◆ Problem
Leaving out all pictures, transcribe the lines below exactly, from the first through the line containing "positive clicks: (871, 276)".

[Data items]

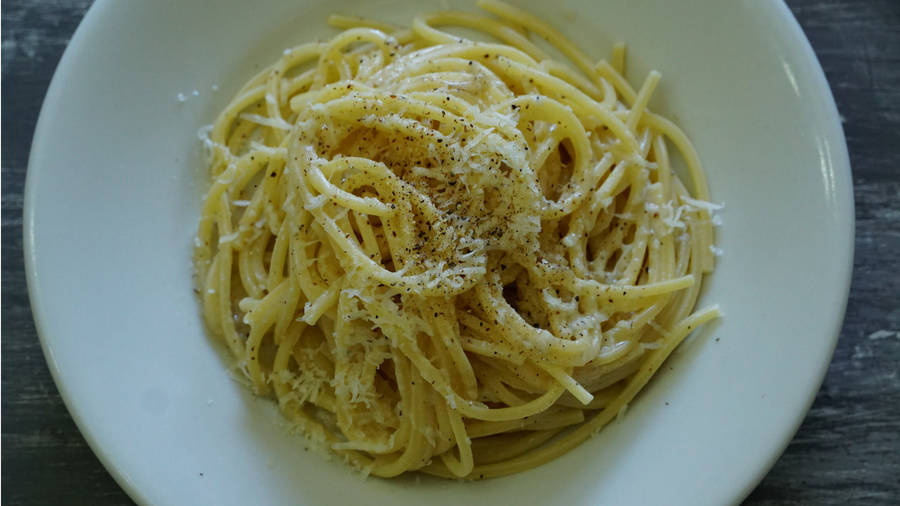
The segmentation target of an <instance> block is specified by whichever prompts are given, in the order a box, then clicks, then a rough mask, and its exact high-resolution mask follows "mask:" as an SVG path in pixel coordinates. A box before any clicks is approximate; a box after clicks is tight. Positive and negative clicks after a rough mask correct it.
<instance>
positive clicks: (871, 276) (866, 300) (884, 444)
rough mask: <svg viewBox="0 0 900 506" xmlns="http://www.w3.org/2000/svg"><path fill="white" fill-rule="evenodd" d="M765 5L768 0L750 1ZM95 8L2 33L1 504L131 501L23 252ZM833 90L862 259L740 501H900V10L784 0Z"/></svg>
mask: <svg viewBox="0 0 900 506" xmlns="http://www.w3.org/2000/svg"><path fill="white" fill-rule="evenodd" d="M754 1H764V0H754ZM90 3H91V1H90V0H75V1H64V0H41V1H28V0H7V1H6V2H5V3H4V4H3V11H2V34H3V45H2V47H3V58H2V79H3V82H2V84H3V87H2V174H3V176H2V211H3V212H2V237H3V240H2V498H0V499H2V502H3V503H4V504H7V505H12V504H92V505H101V506H102V505H110V504H130V503H131V501H130V500H129V498H128V497H127V496H126V495H125V494H124V493H123V492H122V490H121V489H120V488H119V486H118V485H117V484H116V483H115V482H114V481H113V480H112V478H111V477H110V476H109V474H108V473H107V472H106V471H105V470H104V469H103V467H102V466H101V465H100V463H99V462H98V461H97V459H96V457H94V454H93V453H92V452H91V450H90V449H89V448H88V447H87V445H86V444H85V442H84V439H83V438H82V436H81V434H80V433H79V432H78V429H77V428H76V427H75V425H74V423H73V422H72V419H71V418H70V417H69V414H68V412H67V411H66V408H65V406H64V405H63V403H62V400H61V399H60V397H59V394H58V393H57V390H56V387H55V385H54V384H53V380H52V379H51V378H50V374H49V372H48V369H47V365H46V363H45V362H44V356H43V354H42V353H41V348H40V345H39V343H38V338H37V334H36V333H35V329H34V323H33V321H32V316H31V309H30V307H29V303H28V294H27V289H26V285H25V273H24V266H23V255H22V201H23V198H22V194H23V189H24V183H25V172H26V167H27V165H28V153H29V149H30V147H31V137H32V134H33V132H34V126H35V122H36V121H37V116H38V112H39V110H40V107H41V102H42V101H43V98H44V93H45V92H46V89H47V86H48V84H49V82H50V78H51V77H52V75H53V71H54V69H55V68H56V64H57V62H58V61H59V58H60V56H61V55H62V52H63V50H64V49H65V47H66V44H67V43H68V41H69V38H70V37H71V35H72V33H73V31H74V30H75V27H76V26H77V25H78V23H79V21H80V20H81V18H82V16H83V15H84V13H85V11H86V10H87V8H88V7H89V5H90ZM788 4H789V6H790V8H791V10H792V11H793V12H794V15H795V16H796V17H797V18H798V20H799V21H800V24H801V25H802V26H803V29H804V31H805V32H806V34H807V37H808V38H809V39H810V41H811V42H812V45H813V48H814V49H815V51H816V54H817V55H818V57H819V61H820V62H821V63H822V66H823V68H824V69H825V73H826V75H827V77H828V81H829V83H830V84H831V88H832V91H833V93H834V96H835V99H836V100H837V104H838V109H839V110H840V113H841V115H842V119H843V121H844V131H845V132H846V135H847V143H848V145H849V149H850V158H851V162H852V167H853V183H854V196H855V198H856V257H855V262H854V272H853V285H852V289H851V292H850V301H849V305H848V307H847V314H846V318H845V321H844V326H843V330H842V331H841V337H840V341H839V342H838V346H837V350H836V351H835V354H834V359H833V361H832V363H831V366H830V368H829V369H828V374H827V377H826V378H825V382H824V384H823V385H822V388H821V390H820V391H819V394H818V396H817V397H816V400H815V403H814V404H813V406H812V409H811V410H810V412H809V414H808V415H807V417H806V420H805V421H804V423H803V425H802V426H801V427H800V430H799V432H797V435H796V436H795V437H794V439H793V441H792V442H791V444H790V446H789V447H788V448H787V450H786V451H785V453H784V455H783V456H782V457H781V458H780V459H779V460H778V463H777V464H776V465H775V467H774V468H773V469H772V470H771V472H769V474H768V475H767V476H766V478H765V479H764V480H763V481H762V483H760V485H759V486H758V487H757V488H756V490H755V491H754V492H753V493H752V494H751V495H750V497H749V498H747V501H746V503H747V504H841V505H849V504H883V505H889V504H890V505H897V504H900V374H898V373H900V1H898V0H868V1H854V0H790V1H789V2H788Z"/></svg>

◆ Response
The segmentation target of an <instance> block is specified by whichever prompts are given, in the order a box, then clicks, then a rough mask, and its exact high-resolution mask follows "mask:" as an SVG path in pixel coordinates. A box before any clicks is approximate; a box after clicks is tight. Positive and negative clicks after a rough mask correct it.
<instance>
positive clicks: (871, 276) (866, 300) (884, 444)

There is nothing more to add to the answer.